GOALS:
1/ In the forum thread on charge distribution in a conductor, what does gabbagabbahey suggest expressing J in terms of?
2/ Copy the stretch from "3. Mar 8, 2009" through "if i do this." in the forum thread on charge distribution in a conductor, replacing "electric displacement field" with "displacement field".

PAGE EXCERPT:
——————

# Charge distribution in a conductor (using maxwell's equations)

1. Mar 8, 2009

### sweep123

1. The problem statement, all variables and given/known data
Show that any charge distribution in a conductor of conductivity σ and relative
permittivity κ vanishes in time as ρ = ρ0exp(−t/ζ) where ζ = κǫ0
σ

2. Relevant equations
Maxwell's equation
∇ · D = ρfree

equation of continuity for a free charge density
∇ · Jfree = −∂(ρfree)/∂t

ohms law
J = σE

3. The attempt at a solution

I can see that ρ will get smaller and smaller as time 't' increases according to
ρ = ρ0exp(−t/ζ) and clearly some sort of substitution is required of the equations but I can't see how substitution will result in a exponential appearing. Basically I don't know where to start so any help would be appreciated or a push in the right direction.

Thanks

2. Mar 8, 2009

### gabbagabbahey

Try expressing J in terms of D then combine your two maxwell's equation into a single DE for $\rho$

3. Mar 8, 2009

### sweep123

I could sub the first eq into the second to get the divergence of current density equals the negative differential of the divergence of the electric displacement field, or

∇ · Jfree = −∂(∇ · D)/∂t

Can Jfree and total J be considered to be the same thing in this example? Also I will lose ρ if i do this.

——————

DATA:
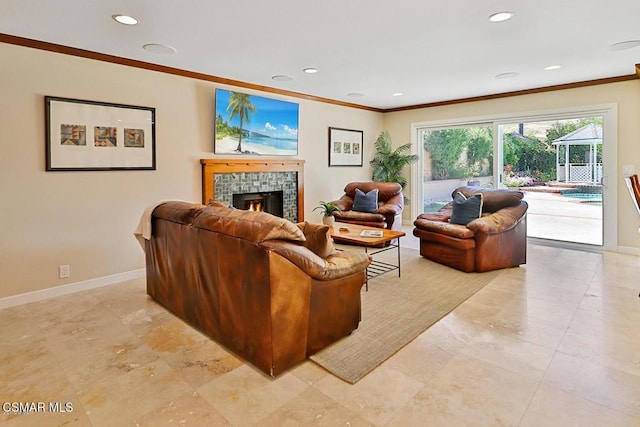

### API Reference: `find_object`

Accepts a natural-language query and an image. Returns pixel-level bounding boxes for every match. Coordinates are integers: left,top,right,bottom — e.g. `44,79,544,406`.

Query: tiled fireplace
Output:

——————

ANSWERS PER TASK:
1/ D

2/
3. Mar 8, 2009

### sweep123

I could sub the first eq into the second to get the divergence of current density equals the negative differential of the divergence of the displacement field, or

∇ · Jfree = −∂(∇ · D)/∂t

Can Jfree and total J be considered to be the same thing in this example? Also I will lose ρ if i do this.